Log Search Results

24 November 1836. Cambridge, Mass.

Thoreau checks out the North American Review, no. 93 and Shakespeare’s Romances, volumes 1 and 2 from the library of the Institute of 1770 (The Transcendentalists and Minerva, 1:84).

24 November 1850. Concord, Mass.

Thoreau writes in his journal:

  Plucked a buttercup on Bear Hill to-day (Journal, 2:109-110).
24 November 1851. Concord, Mass.

Thoreau writes in his journal:

  Setting stakes in the swamp (Ministerial) . . . The Irishman who helped me says, when I ask why his countrymen to not learn trades,—do something but the plainest and hardest work,—they are too old to learn trades when they come here.
(Journal, 3:130)
24 November 1852. Concord, Mass.

Thoreau writes in his journal:

  At this time last year the andromeda in the Ministerial Swamp was red. Now it has not turned from brown (Journal, 4:416).
24 November 1853. Concord, Mass.

Thoreau writes in his journal:

  Ice forms on my boat at 5 P.M., and what was mud in the street is fast becoming a rigid roughness . . . Methinks we have had clear yellow sunsets and afterglows this month, like this to-night (not glowing red ones), with perhaps an inclination to blue and greenish clouds.
(Journal, 5:519)
24 November 1855. Concord, Mass.

Thoreau writes in his journal:

  Geese went over on the 13th and 19th, on the 17th the first snow fell, and the 19th it began to be cold and blustering. That first slight snow has not yet gone off! and very little has been added. The last three or four days have been quite cold, the sidewalks a glare of ice and very little melting. To-day has been exceedingly blustering and disagreeable, as I found while surveying for Moore . . .
(Journal, 8:33-34)
24 November 1857. Concord, Mass.

******

» WRITTEN PROBLEM 1: In the Thoreau log entries, what did Thoreau pluck on Bear Hill on 24 November 1850?

» INPUT DATA:
******

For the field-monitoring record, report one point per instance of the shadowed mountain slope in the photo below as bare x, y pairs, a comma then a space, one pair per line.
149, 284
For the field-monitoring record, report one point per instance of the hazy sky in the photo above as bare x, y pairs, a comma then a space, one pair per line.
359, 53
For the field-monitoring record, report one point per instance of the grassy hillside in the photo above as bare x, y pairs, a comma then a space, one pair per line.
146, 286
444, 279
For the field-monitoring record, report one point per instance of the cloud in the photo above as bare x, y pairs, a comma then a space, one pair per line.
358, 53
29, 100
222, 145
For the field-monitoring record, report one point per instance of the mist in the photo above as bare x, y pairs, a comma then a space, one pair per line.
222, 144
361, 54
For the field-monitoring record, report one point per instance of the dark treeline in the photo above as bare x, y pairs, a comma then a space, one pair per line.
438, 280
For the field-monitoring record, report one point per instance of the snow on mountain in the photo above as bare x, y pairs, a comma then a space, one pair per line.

******

» WRITTEN PROBLEM 2: Reproduce the records word for word, from the line containing "of the hazy" through the end of the records.

» FINAL ANSWER 1: A buttercup.

» FINAL ANSWER 2:
For the field-monitoring record, report one point per instance of the hazy sky in the photo above as bare x, y pairs, a comma then a space, one pair per line.
359, 53
For the field-monitoring record, report one point per instance of the grassy hillside in the photo above as bare x, y pairs, a comma then a space, one pair per line.
146, 286
444, 279
For the field-monitoring record, report one point per instance of the cloud in the photo above as bare x, y pairs, a comma then a space, one pair per line.
358, 53
29, 100
222, 145
For the field-monitoring record, report one point per instance of the mist in the photo above as bare x, y pairs, a comma then a space, one pair per line.
222, 144
361, 54
For the field-monitoring record, report one point per instance of the dark treeline in the photo above as bare x, y pairs, a comma then a space, one pair per line.
438, 280
For the field-monitoring record, report one point per instance of the snow on mountain in the photo above as bare x, y pairs, a comma then a space, one pair per line.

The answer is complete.